Task instructions: Retype the stretch of the plotting tutorial below from "One Variable |" through "feature, or column.", reproducing every word and punctuation mark without change.

4.7. Plotting and Statistical Testing II#
4.7.1. Plotting#
Making visualizations is a key part of EDAs. So in order to plot, we will use packages matplotlib
and seaborn
to make some nice-looking plots.
The type of plot made typically depends on the type of the data used, whether it is a discrete category or a continuous number, as well as the number of variables analysed in a single plot. We will go over some good plots for categorical data later in this section, but a reference table for common plots is given below.
One Variable |
Two Variables |
|
---|---|---|
Discrete |
Bar Plot |
Countplot, Jitterplot, Tornado/Butterfly Plot |
Continuous |
Histogram, Density, Dotplot |
Scatterplot, Fitted Curve, Density Plot |
One of Each |
Column Plot, Boxplot, Violin Plot |
Histograms#
Histograms are a good way of looking at the overall distribution of a single feature, or column.
#here we want to make a histogram of the age column in the dataset
#using matplotlib.pyplot
import matplotlib.pyplot as plt
#since we already removed NA values, we can get straight to plotting
plt.hist(df['age'], bins=20)
#add some labels
plt.xlabel('Age')
plt.ylabel('Frequency')
plt.title('Age Distribution of DHS Service Records')
plt.show()

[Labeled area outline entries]

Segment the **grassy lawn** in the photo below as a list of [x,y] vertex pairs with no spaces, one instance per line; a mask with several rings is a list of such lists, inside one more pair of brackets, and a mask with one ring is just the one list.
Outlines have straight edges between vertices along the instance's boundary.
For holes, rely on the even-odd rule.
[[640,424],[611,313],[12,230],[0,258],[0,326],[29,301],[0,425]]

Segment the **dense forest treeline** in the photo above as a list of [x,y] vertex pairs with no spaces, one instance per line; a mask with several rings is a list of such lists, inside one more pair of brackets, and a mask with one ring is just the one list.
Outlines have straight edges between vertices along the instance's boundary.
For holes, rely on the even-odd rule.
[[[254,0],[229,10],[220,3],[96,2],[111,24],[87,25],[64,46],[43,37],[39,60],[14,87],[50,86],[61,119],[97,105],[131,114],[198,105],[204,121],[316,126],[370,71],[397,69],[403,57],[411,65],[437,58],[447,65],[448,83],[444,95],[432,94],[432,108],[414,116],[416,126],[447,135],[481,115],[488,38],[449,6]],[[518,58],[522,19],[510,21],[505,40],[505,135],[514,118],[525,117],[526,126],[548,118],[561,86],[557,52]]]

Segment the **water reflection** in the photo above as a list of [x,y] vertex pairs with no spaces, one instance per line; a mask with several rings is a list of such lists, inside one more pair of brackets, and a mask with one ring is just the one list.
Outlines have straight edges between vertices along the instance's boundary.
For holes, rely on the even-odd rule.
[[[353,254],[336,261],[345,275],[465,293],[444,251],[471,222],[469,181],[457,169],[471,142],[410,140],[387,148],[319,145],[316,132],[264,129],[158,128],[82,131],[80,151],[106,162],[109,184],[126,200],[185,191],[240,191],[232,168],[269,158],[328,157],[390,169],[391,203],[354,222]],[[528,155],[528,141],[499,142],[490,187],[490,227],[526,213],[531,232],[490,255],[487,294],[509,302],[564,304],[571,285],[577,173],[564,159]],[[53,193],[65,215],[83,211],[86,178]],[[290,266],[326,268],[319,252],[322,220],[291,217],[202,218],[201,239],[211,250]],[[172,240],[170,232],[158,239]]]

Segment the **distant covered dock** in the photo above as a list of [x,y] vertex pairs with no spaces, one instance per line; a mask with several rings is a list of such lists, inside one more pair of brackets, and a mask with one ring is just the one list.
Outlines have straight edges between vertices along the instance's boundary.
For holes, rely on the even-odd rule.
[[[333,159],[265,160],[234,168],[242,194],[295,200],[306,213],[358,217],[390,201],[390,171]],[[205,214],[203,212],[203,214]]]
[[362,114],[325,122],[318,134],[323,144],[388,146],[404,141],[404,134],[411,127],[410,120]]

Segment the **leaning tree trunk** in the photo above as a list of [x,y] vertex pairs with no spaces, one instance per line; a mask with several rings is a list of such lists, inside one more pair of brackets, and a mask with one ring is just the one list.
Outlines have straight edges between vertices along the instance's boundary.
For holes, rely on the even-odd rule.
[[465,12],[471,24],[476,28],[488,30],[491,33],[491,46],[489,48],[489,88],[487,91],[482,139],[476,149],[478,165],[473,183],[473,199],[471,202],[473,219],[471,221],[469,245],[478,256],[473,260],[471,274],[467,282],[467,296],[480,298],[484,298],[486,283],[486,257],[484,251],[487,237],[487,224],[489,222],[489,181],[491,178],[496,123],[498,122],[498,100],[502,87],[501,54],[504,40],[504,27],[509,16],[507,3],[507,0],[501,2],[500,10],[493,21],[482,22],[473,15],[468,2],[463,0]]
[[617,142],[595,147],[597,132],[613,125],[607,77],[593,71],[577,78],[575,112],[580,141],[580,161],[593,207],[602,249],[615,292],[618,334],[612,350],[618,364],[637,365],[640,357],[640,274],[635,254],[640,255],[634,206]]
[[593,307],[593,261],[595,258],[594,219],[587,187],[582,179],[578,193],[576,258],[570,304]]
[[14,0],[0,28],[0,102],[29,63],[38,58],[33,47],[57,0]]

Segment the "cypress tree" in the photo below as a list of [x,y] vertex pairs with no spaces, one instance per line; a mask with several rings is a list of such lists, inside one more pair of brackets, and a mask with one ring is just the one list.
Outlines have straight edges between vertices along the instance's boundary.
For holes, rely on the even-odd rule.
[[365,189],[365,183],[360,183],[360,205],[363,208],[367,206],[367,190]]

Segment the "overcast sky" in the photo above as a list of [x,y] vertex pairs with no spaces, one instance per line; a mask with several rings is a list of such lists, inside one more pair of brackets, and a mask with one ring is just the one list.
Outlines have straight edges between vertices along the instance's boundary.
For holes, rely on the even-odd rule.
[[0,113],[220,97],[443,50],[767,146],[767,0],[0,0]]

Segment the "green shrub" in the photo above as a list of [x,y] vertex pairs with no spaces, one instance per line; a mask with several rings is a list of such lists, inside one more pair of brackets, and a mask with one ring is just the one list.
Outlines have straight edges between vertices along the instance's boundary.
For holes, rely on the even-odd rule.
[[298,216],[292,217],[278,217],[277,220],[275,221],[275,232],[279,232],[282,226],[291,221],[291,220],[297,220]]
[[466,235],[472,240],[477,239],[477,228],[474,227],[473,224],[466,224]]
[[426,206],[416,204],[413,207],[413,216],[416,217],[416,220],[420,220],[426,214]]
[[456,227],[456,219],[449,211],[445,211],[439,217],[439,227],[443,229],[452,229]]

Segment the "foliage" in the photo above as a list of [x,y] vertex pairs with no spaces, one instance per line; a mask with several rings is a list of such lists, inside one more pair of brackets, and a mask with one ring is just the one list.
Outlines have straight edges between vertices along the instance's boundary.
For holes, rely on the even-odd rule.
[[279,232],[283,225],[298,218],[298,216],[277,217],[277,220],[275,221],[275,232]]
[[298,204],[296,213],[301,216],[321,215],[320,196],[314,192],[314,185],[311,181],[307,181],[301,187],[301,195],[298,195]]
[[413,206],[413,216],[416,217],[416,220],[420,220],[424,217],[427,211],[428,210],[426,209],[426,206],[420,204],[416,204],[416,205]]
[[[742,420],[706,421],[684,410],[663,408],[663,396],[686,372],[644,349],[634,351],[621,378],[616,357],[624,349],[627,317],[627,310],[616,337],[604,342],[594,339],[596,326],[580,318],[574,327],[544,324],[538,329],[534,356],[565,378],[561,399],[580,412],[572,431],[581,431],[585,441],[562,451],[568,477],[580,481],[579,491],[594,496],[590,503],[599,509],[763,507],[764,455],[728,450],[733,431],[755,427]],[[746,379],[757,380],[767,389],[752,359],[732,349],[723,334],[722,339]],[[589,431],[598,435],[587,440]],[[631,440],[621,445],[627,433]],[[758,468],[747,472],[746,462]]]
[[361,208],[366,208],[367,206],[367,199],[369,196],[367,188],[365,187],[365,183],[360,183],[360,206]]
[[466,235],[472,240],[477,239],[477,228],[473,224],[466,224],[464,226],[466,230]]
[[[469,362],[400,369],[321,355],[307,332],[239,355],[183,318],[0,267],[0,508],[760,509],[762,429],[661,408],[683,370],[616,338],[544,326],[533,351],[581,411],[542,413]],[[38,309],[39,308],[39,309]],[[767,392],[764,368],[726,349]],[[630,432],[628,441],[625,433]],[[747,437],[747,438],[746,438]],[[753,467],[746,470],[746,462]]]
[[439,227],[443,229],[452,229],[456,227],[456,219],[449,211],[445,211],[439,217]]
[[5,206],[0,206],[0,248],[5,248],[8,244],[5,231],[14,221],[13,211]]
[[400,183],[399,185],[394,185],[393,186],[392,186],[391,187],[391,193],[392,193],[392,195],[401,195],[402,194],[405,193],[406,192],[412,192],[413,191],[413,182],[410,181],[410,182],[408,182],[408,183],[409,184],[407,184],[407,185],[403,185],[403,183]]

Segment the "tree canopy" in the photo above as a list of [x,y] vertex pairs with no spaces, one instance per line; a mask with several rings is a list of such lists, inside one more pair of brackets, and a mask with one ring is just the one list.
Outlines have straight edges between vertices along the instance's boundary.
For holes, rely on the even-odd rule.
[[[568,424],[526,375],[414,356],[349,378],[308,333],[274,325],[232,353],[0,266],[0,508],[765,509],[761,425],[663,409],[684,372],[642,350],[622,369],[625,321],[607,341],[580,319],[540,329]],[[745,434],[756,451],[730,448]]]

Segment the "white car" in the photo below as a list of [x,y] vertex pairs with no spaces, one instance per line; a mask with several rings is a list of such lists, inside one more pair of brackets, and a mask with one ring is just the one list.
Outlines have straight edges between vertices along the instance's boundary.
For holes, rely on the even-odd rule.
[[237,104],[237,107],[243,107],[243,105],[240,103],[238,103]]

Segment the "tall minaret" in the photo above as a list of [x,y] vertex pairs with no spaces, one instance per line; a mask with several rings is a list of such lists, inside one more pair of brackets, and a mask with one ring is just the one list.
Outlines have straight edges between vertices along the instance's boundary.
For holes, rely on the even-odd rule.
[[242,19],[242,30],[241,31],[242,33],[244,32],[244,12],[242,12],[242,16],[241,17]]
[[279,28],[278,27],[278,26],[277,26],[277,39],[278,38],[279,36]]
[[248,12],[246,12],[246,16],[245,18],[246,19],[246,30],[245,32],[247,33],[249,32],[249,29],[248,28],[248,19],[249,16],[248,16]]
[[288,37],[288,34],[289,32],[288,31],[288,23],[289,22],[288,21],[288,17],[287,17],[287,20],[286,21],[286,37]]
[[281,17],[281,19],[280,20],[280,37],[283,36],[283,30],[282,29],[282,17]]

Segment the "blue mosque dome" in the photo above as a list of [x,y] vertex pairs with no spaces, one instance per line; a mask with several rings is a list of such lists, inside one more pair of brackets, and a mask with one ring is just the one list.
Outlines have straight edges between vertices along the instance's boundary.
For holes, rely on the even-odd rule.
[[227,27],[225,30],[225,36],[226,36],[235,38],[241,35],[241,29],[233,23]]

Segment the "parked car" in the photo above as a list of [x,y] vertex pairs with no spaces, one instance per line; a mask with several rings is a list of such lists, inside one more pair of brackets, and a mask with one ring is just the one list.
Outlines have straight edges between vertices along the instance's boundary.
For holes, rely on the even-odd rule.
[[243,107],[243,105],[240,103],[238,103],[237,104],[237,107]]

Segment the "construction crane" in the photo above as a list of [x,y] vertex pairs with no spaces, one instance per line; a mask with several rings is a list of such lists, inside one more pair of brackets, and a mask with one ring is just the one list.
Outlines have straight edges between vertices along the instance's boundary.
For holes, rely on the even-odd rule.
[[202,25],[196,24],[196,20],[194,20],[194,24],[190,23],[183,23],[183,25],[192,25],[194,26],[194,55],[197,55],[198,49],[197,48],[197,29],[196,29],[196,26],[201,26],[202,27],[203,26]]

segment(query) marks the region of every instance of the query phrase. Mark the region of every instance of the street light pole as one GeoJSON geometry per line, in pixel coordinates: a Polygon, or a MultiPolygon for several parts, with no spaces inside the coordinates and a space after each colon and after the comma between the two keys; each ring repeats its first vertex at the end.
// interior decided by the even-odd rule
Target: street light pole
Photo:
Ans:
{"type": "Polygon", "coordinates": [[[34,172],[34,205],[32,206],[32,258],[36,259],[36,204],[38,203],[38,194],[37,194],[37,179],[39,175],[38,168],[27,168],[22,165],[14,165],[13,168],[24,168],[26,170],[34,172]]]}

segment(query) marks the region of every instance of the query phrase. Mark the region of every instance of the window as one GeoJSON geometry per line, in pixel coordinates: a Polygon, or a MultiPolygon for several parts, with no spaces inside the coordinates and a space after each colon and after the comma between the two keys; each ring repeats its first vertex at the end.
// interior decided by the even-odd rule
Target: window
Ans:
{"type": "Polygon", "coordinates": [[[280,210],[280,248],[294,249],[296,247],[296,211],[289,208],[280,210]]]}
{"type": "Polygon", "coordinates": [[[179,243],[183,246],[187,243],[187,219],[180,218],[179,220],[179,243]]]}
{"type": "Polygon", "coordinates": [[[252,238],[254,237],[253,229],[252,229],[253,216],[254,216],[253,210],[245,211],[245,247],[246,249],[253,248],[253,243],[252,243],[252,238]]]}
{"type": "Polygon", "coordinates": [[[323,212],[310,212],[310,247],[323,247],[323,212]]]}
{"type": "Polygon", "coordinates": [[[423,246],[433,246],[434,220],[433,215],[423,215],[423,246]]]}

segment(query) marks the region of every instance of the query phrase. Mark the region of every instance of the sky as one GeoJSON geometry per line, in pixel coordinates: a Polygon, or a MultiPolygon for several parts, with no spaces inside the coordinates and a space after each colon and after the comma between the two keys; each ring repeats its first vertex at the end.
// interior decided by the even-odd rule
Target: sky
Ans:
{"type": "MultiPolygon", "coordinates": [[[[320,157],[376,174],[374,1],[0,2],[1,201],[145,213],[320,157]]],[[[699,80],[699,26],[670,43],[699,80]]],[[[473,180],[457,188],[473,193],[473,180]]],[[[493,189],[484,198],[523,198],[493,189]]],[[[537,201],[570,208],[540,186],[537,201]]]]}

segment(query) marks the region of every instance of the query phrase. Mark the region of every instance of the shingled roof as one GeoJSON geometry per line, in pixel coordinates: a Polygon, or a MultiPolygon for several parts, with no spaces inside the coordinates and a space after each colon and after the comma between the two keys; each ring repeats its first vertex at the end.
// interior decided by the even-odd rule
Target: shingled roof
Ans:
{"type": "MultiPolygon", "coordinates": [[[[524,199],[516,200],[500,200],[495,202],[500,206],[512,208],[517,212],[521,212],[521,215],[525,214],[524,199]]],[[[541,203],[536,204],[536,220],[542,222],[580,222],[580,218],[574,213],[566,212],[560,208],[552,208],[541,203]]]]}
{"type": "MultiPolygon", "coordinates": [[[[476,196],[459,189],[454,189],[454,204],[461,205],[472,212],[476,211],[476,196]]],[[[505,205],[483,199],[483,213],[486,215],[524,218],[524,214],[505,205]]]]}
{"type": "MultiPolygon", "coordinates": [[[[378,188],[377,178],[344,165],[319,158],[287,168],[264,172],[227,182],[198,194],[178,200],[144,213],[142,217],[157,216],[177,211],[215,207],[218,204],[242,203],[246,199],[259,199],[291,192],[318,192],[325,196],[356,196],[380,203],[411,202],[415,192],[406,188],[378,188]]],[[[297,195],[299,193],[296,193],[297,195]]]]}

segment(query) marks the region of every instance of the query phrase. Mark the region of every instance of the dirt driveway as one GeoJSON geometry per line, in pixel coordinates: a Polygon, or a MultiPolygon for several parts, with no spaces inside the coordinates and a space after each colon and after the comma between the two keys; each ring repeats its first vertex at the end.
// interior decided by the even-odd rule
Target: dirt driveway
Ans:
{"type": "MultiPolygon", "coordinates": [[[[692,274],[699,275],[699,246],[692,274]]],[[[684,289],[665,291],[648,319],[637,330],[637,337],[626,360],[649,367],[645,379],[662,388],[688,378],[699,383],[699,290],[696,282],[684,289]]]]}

Solution for this task:
One Variable |
Two Variables |
|
---|---|---|
Discrete |
Bar Plot |
Countplot, Jitterplot, Tornado/Butterfly Plot |
Continuous |
Histogram, Density, Dotplot |
Scatterplot, Fitted Curve, Density Plot |
One of Each |
Column Plot, Boxplot, Violin Plot |
Histograms#
Histograms are a good way of looking at the overall distribution of a single feature, or column.